[Point-per-instance localization data]
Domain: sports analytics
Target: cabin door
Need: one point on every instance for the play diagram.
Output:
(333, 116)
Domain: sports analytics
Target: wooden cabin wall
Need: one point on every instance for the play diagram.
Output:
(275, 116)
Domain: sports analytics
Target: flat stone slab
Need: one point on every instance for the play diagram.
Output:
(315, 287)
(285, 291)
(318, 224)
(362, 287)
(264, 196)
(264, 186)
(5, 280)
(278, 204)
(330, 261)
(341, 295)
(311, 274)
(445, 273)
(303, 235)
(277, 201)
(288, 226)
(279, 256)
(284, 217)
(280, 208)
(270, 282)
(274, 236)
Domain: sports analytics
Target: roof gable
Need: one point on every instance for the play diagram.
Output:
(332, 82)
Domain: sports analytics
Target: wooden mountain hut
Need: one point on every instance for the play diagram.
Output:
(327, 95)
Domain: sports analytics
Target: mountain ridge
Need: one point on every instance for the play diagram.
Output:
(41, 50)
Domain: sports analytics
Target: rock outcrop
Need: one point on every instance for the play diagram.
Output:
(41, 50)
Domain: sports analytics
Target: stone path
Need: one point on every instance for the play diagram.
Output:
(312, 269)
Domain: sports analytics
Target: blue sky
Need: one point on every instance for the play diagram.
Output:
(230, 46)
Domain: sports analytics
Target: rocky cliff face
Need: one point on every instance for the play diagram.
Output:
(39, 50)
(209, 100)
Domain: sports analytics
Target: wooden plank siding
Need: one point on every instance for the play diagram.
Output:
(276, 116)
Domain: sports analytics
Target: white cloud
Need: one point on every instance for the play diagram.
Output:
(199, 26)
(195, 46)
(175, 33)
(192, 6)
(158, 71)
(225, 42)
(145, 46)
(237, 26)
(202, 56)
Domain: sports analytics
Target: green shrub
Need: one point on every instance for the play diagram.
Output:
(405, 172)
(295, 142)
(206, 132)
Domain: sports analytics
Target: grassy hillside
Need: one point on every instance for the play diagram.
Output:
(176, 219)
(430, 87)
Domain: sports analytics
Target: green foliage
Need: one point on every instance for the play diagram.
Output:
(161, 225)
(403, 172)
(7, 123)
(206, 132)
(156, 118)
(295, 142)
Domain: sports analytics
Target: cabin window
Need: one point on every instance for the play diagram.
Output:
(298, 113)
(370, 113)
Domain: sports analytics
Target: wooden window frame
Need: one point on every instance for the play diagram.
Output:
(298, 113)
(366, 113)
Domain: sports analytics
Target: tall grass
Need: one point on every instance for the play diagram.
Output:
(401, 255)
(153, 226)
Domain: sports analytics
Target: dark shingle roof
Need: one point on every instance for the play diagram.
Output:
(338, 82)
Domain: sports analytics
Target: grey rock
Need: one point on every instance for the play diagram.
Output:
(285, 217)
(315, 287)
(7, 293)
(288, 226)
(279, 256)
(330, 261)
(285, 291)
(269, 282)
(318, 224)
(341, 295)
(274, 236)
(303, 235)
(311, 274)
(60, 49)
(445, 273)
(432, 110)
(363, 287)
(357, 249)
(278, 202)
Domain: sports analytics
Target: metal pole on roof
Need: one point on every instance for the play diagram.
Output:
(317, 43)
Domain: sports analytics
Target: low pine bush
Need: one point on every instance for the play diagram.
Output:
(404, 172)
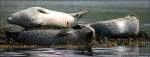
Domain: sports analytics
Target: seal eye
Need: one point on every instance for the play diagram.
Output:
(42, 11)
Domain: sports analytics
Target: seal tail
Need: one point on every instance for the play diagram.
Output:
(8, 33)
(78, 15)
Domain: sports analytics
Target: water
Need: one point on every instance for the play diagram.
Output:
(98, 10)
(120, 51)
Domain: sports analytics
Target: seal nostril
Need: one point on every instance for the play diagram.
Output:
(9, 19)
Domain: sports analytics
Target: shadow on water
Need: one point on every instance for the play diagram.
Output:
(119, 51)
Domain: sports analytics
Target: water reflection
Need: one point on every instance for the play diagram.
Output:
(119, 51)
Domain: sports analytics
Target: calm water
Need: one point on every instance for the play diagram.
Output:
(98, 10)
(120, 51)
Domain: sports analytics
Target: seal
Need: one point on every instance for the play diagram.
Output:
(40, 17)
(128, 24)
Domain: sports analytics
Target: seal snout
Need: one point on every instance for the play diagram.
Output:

* * *

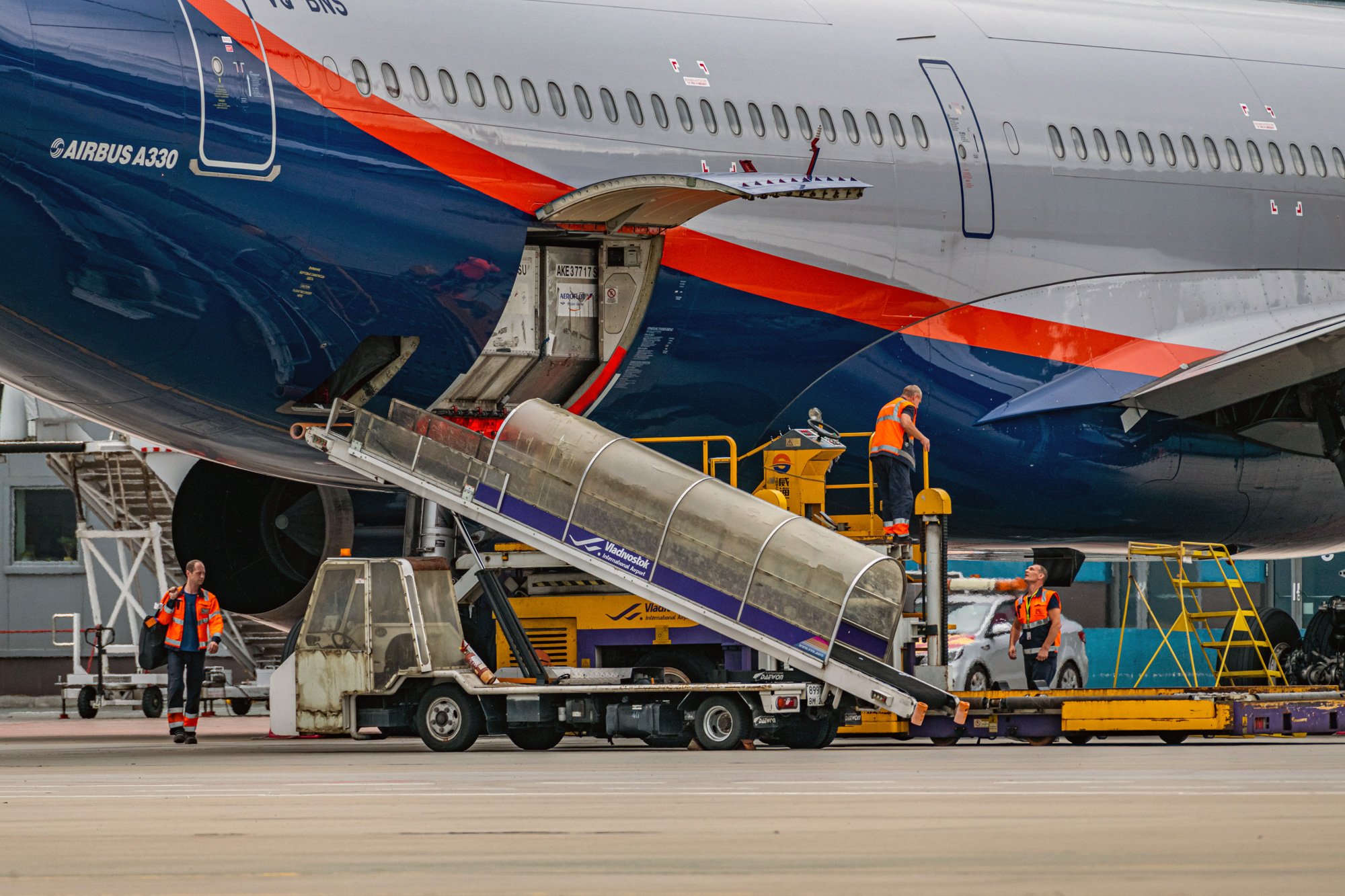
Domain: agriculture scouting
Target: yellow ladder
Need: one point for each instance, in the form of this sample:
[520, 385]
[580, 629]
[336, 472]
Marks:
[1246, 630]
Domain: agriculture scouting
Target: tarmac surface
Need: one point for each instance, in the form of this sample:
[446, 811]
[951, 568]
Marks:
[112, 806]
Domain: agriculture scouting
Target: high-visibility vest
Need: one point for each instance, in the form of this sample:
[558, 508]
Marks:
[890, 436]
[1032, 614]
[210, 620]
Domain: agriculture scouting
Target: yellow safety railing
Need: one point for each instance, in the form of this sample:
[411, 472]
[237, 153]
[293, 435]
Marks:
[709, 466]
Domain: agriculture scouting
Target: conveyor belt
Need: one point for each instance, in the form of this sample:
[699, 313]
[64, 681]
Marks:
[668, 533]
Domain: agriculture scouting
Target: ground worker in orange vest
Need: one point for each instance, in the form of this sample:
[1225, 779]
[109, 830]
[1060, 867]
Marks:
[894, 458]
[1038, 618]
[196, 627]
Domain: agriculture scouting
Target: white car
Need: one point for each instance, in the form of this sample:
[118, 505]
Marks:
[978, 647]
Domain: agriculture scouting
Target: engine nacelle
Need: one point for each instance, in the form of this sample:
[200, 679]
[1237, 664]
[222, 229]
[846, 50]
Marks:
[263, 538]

--

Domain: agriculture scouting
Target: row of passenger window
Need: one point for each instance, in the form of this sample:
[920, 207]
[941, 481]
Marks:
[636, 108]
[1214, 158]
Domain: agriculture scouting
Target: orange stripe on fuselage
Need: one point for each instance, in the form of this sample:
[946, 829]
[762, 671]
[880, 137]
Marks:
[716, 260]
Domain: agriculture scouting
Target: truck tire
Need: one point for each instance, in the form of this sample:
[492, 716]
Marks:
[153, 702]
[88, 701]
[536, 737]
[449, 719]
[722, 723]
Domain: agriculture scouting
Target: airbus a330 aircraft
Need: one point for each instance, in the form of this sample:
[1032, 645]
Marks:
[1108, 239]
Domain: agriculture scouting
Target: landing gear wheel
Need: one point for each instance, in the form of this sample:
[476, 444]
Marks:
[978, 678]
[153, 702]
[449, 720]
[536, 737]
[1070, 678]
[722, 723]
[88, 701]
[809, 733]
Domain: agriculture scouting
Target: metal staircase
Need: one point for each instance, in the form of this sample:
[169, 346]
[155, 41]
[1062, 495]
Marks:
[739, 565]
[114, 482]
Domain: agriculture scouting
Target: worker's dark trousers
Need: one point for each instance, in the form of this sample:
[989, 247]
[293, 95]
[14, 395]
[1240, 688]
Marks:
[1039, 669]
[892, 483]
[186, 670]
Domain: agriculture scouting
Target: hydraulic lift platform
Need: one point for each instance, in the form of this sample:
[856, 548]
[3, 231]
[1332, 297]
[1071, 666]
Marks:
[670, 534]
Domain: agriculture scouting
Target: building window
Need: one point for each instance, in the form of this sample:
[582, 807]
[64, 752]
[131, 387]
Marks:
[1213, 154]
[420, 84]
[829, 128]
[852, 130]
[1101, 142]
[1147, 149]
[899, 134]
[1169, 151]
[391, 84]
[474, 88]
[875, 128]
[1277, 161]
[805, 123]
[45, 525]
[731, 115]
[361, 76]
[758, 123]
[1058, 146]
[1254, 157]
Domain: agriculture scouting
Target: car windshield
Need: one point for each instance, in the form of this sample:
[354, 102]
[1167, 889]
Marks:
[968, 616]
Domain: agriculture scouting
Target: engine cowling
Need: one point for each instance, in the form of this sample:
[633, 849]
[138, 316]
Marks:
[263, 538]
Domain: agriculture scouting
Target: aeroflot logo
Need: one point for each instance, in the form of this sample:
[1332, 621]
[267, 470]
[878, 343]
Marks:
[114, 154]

◆ **Directions**:
For the word "white", go through the records and show each line that carries it.

◆ **Problem solution**:
Target: white cloud
Target: white car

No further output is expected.